» TEXTE DE LECTURE
Préoccupations linguistiques : langues régionales

La plupart des problèmes ont plusieurs facettes qui exigent que l’on prenne son temps pour réfléchir et pour adopter une position. C’est un peu comme nos valeurs républicaines – les fameuses Liberté, Égalité, Fraternité, auxquelles certains ajoutent Laïcité – qui, utilisées à leurs limites ou retournées contre leurs défenseurs, ont des implications imprévues et parfois paradoxales. Mais revenons à nos problèmes et à leur « complexité » chère à Edgar Morin, en l’occurrence à la question des langues régionales.

Un examen rapide peut conduire à conclure qu’il n’y a pas de quoi fouetter un chat (ce qui, aujourd’hui, est par ailleurs devenu impossible…), soit que l’on considère que c’est la liberté de chacun de causer comme il veut, soit que l’on trouve sympathique et même formateur d’appréhender une autre culture et d’autres modes de pensée en pratiquant une langue. C’est ainsi que, bien qu’il ne s’agisse pas de langues régionales, des spécialistes considèrent qu’une philosophie africaine (ou même plusieurs) émergerait de son « carcan » occidental si elle était pratiquée au moyen d’une langue africaine (et non plus en français ou en anglais). Voir à ce sujet le séminaire organisé par Alain Mabanckou au Collège de France en mai 2016.

» DONNÉES FOURNIES

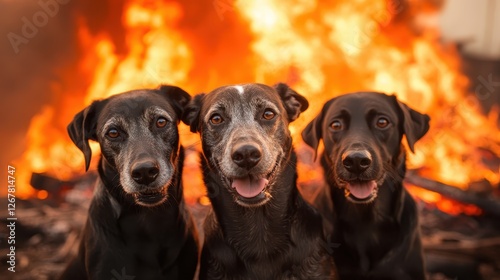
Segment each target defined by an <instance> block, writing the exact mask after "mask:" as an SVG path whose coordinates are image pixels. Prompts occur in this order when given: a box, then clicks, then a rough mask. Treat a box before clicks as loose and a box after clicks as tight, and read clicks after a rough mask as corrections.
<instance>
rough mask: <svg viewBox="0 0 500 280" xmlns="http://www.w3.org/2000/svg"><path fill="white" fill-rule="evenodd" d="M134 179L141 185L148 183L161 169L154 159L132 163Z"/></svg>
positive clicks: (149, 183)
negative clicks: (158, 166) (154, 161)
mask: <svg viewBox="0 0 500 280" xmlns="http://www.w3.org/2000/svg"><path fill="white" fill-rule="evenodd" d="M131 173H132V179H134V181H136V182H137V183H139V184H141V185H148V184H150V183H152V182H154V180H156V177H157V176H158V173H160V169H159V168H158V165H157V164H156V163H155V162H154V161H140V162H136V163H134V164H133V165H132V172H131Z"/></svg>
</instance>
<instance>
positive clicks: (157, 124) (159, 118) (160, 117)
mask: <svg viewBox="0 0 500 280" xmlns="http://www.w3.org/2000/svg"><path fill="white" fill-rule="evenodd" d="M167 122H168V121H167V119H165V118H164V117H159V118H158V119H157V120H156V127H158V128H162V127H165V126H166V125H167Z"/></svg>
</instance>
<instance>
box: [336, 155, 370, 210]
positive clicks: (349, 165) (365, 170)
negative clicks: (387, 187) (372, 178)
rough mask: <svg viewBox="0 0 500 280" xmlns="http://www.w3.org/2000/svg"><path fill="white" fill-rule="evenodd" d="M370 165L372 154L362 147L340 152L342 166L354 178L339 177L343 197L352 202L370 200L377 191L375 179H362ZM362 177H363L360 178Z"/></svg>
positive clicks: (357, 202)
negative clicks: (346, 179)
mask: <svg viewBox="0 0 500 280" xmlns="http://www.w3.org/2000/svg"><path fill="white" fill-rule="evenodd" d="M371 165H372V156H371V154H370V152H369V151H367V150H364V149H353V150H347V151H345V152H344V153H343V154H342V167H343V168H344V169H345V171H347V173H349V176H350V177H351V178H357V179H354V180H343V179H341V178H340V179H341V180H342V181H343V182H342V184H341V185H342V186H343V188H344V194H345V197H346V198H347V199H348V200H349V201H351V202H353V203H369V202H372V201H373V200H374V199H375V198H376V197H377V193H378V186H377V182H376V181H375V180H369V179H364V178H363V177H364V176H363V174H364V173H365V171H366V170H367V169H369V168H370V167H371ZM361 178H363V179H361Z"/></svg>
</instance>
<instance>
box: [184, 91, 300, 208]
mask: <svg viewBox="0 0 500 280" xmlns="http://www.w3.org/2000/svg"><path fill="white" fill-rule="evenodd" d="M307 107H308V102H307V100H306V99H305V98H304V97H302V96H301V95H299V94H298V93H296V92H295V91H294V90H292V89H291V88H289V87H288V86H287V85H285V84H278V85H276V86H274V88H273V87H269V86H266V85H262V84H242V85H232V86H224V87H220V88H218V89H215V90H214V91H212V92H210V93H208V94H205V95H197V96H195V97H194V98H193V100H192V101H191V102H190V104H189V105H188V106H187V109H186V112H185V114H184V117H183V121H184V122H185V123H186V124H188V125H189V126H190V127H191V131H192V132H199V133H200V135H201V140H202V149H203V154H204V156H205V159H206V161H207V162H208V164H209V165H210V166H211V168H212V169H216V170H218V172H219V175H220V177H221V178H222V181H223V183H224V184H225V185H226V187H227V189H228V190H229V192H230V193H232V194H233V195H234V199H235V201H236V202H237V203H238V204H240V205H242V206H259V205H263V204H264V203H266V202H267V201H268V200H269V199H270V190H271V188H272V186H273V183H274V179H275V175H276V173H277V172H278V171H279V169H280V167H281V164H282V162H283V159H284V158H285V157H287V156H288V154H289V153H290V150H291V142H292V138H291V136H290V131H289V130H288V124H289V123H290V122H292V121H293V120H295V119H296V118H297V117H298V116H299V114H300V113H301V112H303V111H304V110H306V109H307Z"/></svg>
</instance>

» TRAVAIL À FAIRE
**1.** Recopiez le passage du texte sur les langues régionales allant de « Un examen rapide » jusqu'à « en mai 2016. » inclus.
**2.** Poursuivez le texte sur les langues régionales après sa dernière phrase.
Les items n'ont aucun lien avec le texte sur les langues régionales.

» RÉPONSES
**1.**
Un examen rapide peut conduire à conclure qu’il n’y a pas de quoi fouetter un chat (ce qui, aujourd’hui, est par ailleurs devenu impossible…), soit que l’on considère que c’est la liberté de chacun de causer comme il veut, soit que l’on trouve sympathique et même formateur d’appréhender une autre culture et d’autres modes de pensée en pratiquant une langue. C’est ainsi que, bien qu’il ne s’agisse pas de langues régionales, des spécialistes considèrent qu’une philosophie africaine (ou même plusieurs) émergerait de son « carcan » occidental si elle était pratiquée au moyen d’une langue africaine (et non plus en français ou en anglais). Voir à ce sujet le séminaire organisé par Alain Mabanckou au Collège de France en mai 2016.

**2.**
Revenons aux langues dites régionales, c’est-à-dire anciennes et minoritaires dans un territoire à langue nationale. Il est facile, reposant, voire démagogique ou lâche, de ne voir aucune difficulté dans la coexistence entre une langue nationale et un ou plusieurs autres langues, sur un même territoire.

Mais regardons-y de plus près car tout est dans la définition du mot « coexistence ».

Deux interventions du Courrier des lecteurs de Marianne nous y incitaient le 14 février 2014.

D’abord Mark Kerrain, enseignant et traducteur de breton se plaignait d’un article d’Éric Conan (dans le n°875) qui aurait laissé entendre que le breton « n’existerait pas » et aurait fait des « amalgames » entre « bretonitude » (le néologisme est de moi) et « haine de la France ». Notre enseignant sonnait ensuite la charge contre la linguiste Françoise Morvan et contre Jean-Luc Mélenchon qui, on s’en souvient, avait lutté vigoureusement contre la ratification de la Charte européenne des langues régionales (dont j’avais parlé dans ce blogue). Mark Kerrain concluait ainsi : « C’est donc quand nous voyons se dessiner enfin, pour le breton, la protection légale à laquelle toutes les langues européennes ont droit, que ses adversaires se déchaînent. Liberté, égalité et fraternité culturelle n’existent pas : contre le breton, on sort les revolvers et la grosse artillerie ». Quelle violence verbale ! quel excès ! Mais pas plus que pour d’autres causes « minoritaires » qui, au nom de la liberté ou au nom de l’égalité, réclament, exigent, ceci ou cela… C’est la parabole de la Chartreuse de Parme : le prisonnier aura toujours plus d’obstination à s’évader que le gardien à l’en empêcher. Donc tous les prisonniers s’évadent.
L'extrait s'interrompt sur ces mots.